# Natural language region descriptions

——

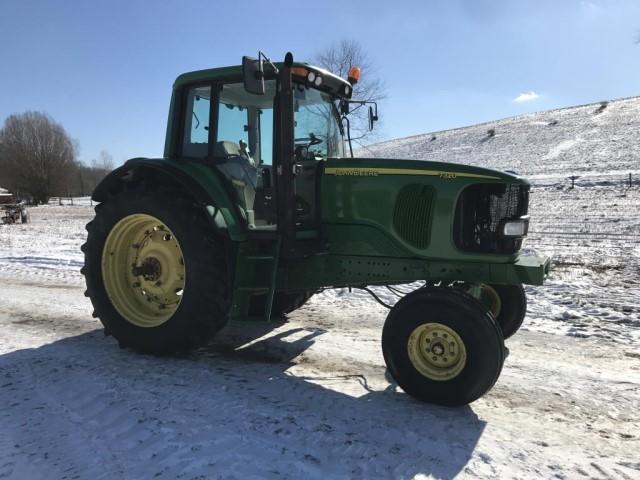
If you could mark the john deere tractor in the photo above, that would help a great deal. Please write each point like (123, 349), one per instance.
(255, 206)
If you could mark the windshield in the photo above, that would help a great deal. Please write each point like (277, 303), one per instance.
(316, 122)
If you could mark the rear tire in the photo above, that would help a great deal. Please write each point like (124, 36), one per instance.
(193, 264)
(442, 346)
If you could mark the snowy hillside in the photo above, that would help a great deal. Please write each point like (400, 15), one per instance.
(589, 140)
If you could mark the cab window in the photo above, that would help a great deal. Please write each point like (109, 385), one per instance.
(196, 126)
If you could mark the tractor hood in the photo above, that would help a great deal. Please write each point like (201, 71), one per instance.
(371, 167)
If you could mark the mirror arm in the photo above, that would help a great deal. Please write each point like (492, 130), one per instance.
(264, 57)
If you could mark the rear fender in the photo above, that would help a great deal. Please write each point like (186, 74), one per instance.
(203, 183)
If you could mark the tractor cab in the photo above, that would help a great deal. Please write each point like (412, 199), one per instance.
(268, 129)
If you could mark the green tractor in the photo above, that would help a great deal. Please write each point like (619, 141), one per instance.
(255, 207)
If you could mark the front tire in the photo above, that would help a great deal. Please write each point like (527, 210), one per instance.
(442, 346)
(507, 304)
(155, 272)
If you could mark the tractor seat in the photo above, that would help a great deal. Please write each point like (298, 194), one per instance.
(240, 171)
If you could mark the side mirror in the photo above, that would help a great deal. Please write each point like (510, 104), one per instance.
(344, 107)
(373, 117)
(253, 75)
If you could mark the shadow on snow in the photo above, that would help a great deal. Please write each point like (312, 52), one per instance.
(80, 406)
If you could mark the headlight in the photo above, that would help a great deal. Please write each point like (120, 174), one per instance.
(516, 228)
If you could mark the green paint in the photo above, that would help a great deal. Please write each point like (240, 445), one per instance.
(371, 237)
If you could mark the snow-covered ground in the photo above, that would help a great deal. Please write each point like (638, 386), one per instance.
(310, 398)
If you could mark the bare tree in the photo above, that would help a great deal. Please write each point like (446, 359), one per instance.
(104, 162)
(338, 59)
(37, 157)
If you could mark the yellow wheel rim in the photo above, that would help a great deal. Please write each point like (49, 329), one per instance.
(143, 270)
(436, 351)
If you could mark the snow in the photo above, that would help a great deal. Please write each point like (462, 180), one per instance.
(310, 397)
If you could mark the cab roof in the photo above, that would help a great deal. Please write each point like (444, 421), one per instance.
(236, 72)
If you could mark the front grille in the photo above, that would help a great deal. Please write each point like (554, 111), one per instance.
(412, 214)
(481, 211)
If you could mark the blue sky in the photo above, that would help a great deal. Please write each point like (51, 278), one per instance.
(104, 69)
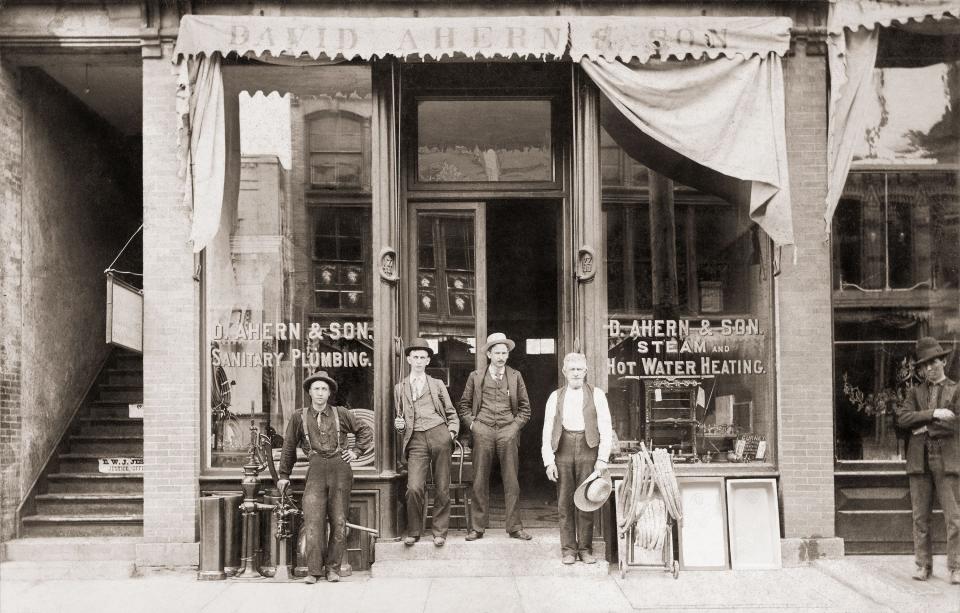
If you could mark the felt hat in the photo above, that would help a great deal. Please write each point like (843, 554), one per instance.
(498, 338)
(320, 375)
(593, 492)
(928, 348)
(419, 344)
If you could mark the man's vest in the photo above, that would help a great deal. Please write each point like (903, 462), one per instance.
(591, 429)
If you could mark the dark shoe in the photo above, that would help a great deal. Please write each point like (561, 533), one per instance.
(520, 534)
(474, 535)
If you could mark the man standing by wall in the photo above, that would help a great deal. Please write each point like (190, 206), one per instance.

——

# What you should do
Restate every line above exactly, omitting images.

# Answer
If you could mark the john deere tractor in the photo above, that would help a great deal. Please write each point like (123, 349), one per instance.
(255, 206)
If you could mark the windshield in the photo above, that would help a great deal. Please write each point like (277, 303), one per instance.
(316, 122)
If you could mark the rear tire in the photo above, that would help a great deal. Please write each point like (124, 36), one per instance.
(193, 264)
(442, 346)
If you could mark the snowy hillside in the photo above, that would help a great deal. Please write each point like (400, 15), one per instance.
(589, 140)
If you could mark the cab window in the photo above, that would help a great deal. Please write each point like (109, 385), one per instance.
(196, 126)
If you could mark the tractor hood in the photo above, that would help a great deal. Please write each point like (201, 71), one per instance.
(371, 167)
If you could mark the mirror arm in the photo above, that would help a great deal. Please write each point like (492, 130), one per instance.
(264, 57)
If you could mark the rear fender in the photo above, that would help a great deal. Please write each point like (186, 74), one per instance.
(203, 183)
If you could mark the tractor cab in the photo above, that would help a great deal. Please write each point like (412, 199), one per instance.
(268, 129)
If you could mark the green tractor in the photo above, that would help a great deal. Please write each point like (619, 141), one per instance.
(255, 207)
If you could mark the front tire in the photo above, that would help a great deal. Please write each point like (527, 210), one per instance.
(442, 346)
(507, 304)
(155, 272)
If you could mark the tractor seat in the photo above, that would help a great deal. Please write each point like (298, 194), one per instance.
(240, 171)
If you could mark the side mirror in the photo above, that would help a great deal. Please write each point like (510, 104), one per instance.
(344, 107)
(373, 117)
(253, 75)
If you could mark the shadow on snow in the photo above, that would help a great deal. Please write each point like (312, 52), one per instance.
(80, 406)
If you could mark the headlight in the photo above, that would help a great deal. Please write each point like (120, 174), one per instance.
(516, 228)
If you could mark the green paint in the photo above, that would help a great deal. Please write each point like (240, 445), one per instance.
(371, 237)
If you could mark the snow-covered ground in the photo above, that would help a great deal. Please write each point like (638, 386), one per instance.
(310, 398)
If you could mark the bare tree in the photo above, that would help a great deal. Please write each point like (446, 359), one per instance.
(104, 162)
(338, 59)
(37, 157)
If you could mark the yellow wheel rim in the photo above, that would help a great deal. Please write each point like (49, 329), one per instance.
(143, 270)
(436, 351)
If you could mark the snow in the photo above, that would help a great deal. Please write each point like (462, 180), one per instance.
(310, 397)
If you could mark the cab roof in the photo above, that would help a great deal. Please write each point like (444, 421), one per instance.
(236, 72)
If you could mark the front grille in the photo above, that would help a great deal. Please write each point like (554, 111), one per instance.
(412, 214)
(481, 211)
If you could mark the blue sky in the photo above, that would help a great deal. Please write each point like (51, 278), one per instance.
(104, 69)
If you could mark the felt hat in the photo above, that would help a great deal. Please write each point like (843, 554), one per instance.
(498, 338)
(320, 375)
(593, 492)
(928, 348)
(419, 344)
If you could mark the man's vest in the photo above, that would help a great deal. Please write each point like (903, 462), one per instance.
(591, 429)
If you could mark the dark shoe in the photo above, that would help a great deal. Please write each point like (561, 533), one per instance.
(520, 534)
(474, 535)
If you could mark the man standing by wall in the photo above, that would help a great deal. Please write each point like (190, 206), one per instance.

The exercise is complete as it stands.